Required action ▸ Please repeat the records beneath this task exactly as they appear, but skip the images.

Source data ▸
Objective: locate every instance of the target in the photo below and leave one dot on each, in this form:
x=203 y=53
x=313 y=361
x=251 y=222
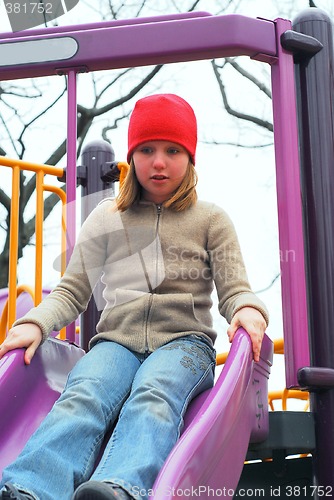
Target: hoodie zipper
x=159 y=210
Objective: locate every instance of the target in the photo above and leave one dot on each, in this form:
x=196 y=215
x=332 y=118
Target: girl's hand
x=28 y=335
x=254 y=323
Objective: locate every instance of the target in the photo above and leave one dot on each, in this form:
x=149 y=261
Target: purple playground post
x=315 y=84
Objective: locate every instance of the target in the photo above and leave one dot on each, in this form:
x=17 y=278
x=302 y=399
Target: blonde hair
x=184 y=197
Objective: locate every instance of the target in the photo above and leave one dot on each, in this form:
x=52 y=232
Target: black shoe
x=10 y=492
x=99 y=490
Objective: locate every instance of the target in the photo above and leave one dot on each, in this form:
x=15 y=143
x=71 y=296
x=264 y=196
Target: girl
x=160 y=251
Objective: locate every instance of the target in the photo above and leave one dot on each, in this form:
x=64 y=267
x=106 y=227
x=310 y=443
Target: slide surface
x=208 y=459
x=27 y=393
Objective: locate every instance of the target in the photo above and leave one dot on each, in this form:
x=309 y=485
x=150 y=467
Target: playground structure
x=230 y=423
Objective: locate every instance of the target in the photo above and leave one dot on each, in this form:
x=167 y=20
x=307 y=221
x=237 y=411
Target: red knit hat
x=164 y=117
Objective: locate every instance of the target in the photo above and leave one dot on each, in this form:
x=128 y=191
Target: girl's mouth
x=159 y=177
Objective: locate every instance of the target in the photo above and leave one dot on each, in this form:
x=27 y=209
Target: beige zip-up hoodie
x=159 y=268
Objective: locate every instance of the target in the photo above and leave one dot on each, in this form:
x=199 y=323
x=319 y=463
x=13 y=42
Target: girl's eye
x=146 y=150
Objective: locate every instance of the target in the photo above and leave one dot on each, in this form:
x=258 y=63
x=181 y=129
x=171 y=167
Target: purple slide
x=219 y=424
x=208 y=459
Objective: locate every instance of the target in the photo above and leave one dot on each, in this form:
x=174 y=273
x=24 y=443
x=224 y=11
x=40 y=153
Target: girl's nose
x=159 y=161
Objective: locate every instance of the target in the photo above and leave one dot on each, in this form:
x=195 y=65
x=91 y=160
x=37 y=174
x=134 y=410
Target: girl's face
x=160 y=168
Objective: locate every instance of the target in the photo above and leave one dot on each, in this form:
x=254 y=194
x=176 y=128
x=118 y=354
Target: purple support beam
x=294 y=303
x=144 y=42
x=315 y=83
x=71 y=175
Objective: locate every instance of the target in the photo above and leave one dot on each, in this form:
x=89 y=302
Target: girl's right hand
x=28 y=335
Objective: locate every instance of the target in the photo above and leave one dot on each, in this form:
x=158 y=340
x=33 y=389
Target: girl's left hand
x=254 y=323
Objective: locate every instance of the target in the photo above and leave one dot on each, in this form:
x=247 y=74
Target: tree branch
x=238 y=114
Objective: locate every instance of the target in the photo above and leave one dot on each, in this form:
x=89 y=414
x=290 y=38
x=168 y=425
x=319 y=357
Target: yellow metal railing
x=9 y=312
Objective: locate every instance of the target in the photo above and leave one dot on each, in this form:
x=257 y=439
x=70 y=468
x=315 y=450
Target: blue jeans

Result of the exercise ▸
Objective: locate every instance of the target in the photo below and leave one dot on each, in this form:
x=203 y=53
x=313 y=361
x=251 y=222
Target: hoodie zipper
x=159 y=210
Objective: locate every instance of the target in the photo above and leave one dot on each, in this form:
x=196 y=215
x=332 y=118
Target: girl's hand
x=28 y=335
x=254 y=323
Objective: locate every instance of the target in the photo above and leave one dot on each, in this form:
x=149 y=261
Target: purple playground post
x=315 y=84
Objective: locate every instance of the target in the photo above and leave one dot on each, in this form:
x=17 y=278
x=302 y=399
Target: blonde hair
x=184 y=197
Objective: locate every instance of the target in the photo above and leave one dot on each, in this form:
x=52 y=232
Target: black shoe
x=10 y=492
x=99 y=490
Objective: locate every instance of the target in the photo above and leave one dot on each, in this form:
x=15 y=143
x=71 y=296
x=264 y=196
Target: girl
x=160 y=251
Objective: locate every instance of the target in the photo above and leave one dot on each, in this form:
x=64 y=267
x=106 y=227
x=310 y=443
Target: slide surface
x=208 y=459
x=27 y=393
Objective: locate every instance of the target in the photo above and leave one dot on each, in this form:
x=309 y=485
x=150 y=467
Target: playground structure
x=230 y=423
Objective: locate every instance of the target in the photo above and leave one dot on each, in this form:
x=167 y=20
x=307 y=221
x=237 y=411
Target: red knit hat
x=164 y=117
Objective: locate every instance of the target in the photo above and leave one dot on each, in this form:
x=128 y=191
Target: girl's mouth
x=159 y=177
Objective: locate every instance of the target in the photo above and leave one dot on each, in this form:
x=27 y=209
Target: beige zip-up hoodie
x=159 y=268
Objective: locate every instance of the target in the photo above and leave one dot on each, in this form:
x=199 y=323
x=319 y=463
x=13 y=42
Target: girl's eye
x=146 y=150
Objective: locate every instance of the target in the photo above and leave one dot on each, in this form:
x=258 y=63
x=181 y=129
x=171 y=167
Target: purple slide
x=219 y=424
x=208 y=459
Objective: locate every instance of the target in the photo above and leave one dot on each, in this form:
x=174 y=273
x=24 y=443
x=224 y=11
x=40 y=153
Target: girl's nose
x=159 y=161
Objective: locate every instance of the target in the photo above and leave one dot on each, in this form:
x=195 y=65
x=91 y=160
x=37 y=174
x=134 y=410
Target: girl's face
x=160 y=168
Objective: locate every instance of the target in the photo above and leave one dot on each, in this form:
x=254 y=194
x=176 y=128
x=118 y=354
Target: purple support beam
x=294 y=303
x=144 y=42
x=315 y=83
x=71 y=175
Objective: locate every instance of the target in the photo above and leave one dot on each, in this form:
x=89 y=302
Target: girl's right hand
x=28 y=335
Objective: locate every instance of the target in the photo above and leave one dot on each, in this form:
x=158 y=340
x=33 y=389
Target: girl's left hand
x=254 y=323
Objective: locate every instance of the target in the photo above and leave one dot on each, in this form:
x=247 y=74
Target: tree branch
x=238 y=114
Objective: locate every instance of the target in the photo above and leave one dot on each, in this form:
x=89 y=414
x=290 y=38
x=168 y=425
x=319 y=357
Target: yellow metal railing
x=9 y=312
Objective: locate every instance of the target in the photo above and leave one dot on each, in this form:
x=257 y=439
x=70 y=468
x=315 y=450
Target: blue jeans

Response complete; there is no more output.